## Start Provided information

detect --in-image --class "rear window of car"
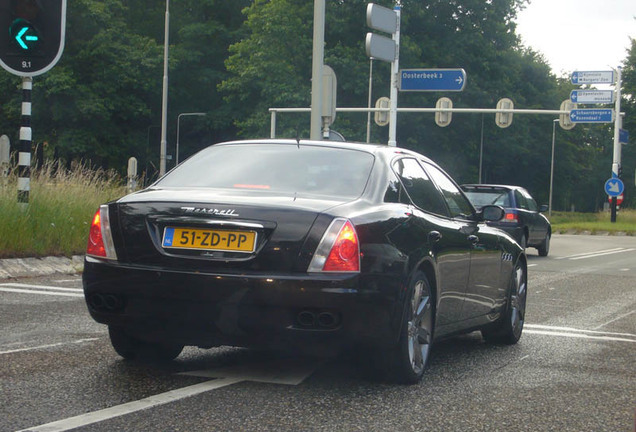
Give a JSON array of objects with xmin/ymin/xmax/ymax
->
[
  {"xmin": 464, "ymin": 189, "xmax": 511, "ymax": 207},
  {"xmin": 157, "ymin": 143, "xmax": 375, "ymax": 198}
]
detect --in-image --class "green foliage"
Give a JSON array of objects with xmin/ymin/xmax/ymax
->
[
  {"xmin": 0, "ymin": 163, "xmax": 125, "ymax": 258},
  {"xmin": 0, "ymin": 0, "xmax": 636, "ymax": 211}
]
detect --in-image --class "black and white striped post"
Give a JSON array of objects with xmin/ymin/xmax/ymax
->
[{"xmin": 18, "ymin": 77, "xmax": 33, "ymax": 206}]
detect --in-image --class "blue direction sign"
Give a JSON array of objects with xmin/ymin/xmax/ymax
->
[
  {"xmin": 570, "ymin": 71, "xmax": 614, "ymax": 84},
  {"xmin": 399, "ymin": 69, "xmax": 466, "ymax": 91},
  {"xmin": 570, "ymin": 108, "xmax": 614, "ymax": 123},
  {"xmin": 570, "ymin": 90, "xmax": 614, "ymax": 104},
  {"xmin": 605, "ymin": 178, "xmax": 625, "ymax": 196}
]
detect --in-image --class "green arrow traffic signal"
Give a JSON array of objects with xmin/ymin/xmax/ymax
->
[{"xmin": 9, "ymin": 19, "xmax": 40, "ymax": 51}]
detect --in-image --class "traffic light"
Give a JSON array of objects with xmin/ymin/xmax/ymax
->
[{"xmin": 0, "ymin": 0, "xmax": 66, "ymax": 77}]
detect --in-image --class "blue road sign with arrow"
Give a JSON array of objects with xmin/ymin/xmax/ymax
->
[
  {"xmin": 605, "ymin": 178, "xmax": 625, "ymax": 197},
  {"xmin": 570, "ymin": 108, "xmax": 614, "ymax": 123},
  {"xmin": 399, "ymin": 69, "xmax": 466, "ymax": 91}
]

## End Provided information

▶ _Task statement_: Arrange every line of the data above as a numbered list, skipping any blank lines. Leave the pictures out of your answer.

▶ _Expected output_:
1. detect --in-image --class "rear window of car"
2. Give a JSON array of objects with xmin/ymin/xmax/ymax
3. ->
4. [
5.   {"xmin": 464, "ymin": 189, "xmax": 511, "ymax": 207},
6.   {"xmin": 157, "ymin": 143, "xmax": 375, "ymax": 198}
7. ]
8. detect --in-image --class "green foliage"
9. Give a JSON array of objects with xmin/ymin/xmax/ymax
10. ->
11. [
12.   {"xmin": 0, "ymin": 163, "xmax": 125, "ymax": 258},
13.   {"xmin": 0, "ymin": 0, "xmax": 636, "ymax": 211}
14. ]
15. detect --in-image --class "black and white striped post"
16. Give a JSON array of objects with xmin/ymin/xmax/ymax
17. ->
18. [{"xmin": 18, "ymin": 77, "xmax": 33, "ymax": 206}]
19. detect --in-image --class "blue direction sign"
20. Give a JSON array of objects with xmin/ymin/xmax/ymax
21. ->
22. [
23.   {"xmin": 570, "ymin": 71, "xmax": 614, "ymax": 84},
24.   {"xmin": 399, "ymin": 69, "xmax": 466, "ymax": 91},
25.   {"xmin": 570, "ymin": 108, "xmax": 614, "ymax": 123},
26.   {"xmin": 570, "ymin": 90, "xmax": 614, "ymax": 104},
27.   {"xmin": 605, "ymin": 178, "xmax": 625, "ymax": 196}
28. ]
29. detect --in-image --class "green arrow traffic signal"
30. Give a JSON array of objects with xmin/ymin/xmax/ymax
31. ->
32. [{"xmin": 9, "ymin": 19, "xmax": 40, "ymax": 51}]
33. detect --in-image --class "traffic light"
34. Give a JSON array of objects with xmin/ymin/xmax/ymax
35. ->
36. [{"xmin": 0, "ymin": 0, "xmax": 66, "ymax": 77}]
37. detect --in-image --class "blue road sign with arrow"
38. Give a JSON array of objects with xmin/ymin/xmax/ymax
39. ->
40. [
41.   {"xmin": 605, "ymin": 178, "xmax": 625, "ymax": 197},
42.   {"xmin": 570, "ymin": 108, "xmax": 614, "ymax": 123},
43.   {"xmin": 399, "ymin": 69, "xmax": 466, "ymax": 91}
44. ]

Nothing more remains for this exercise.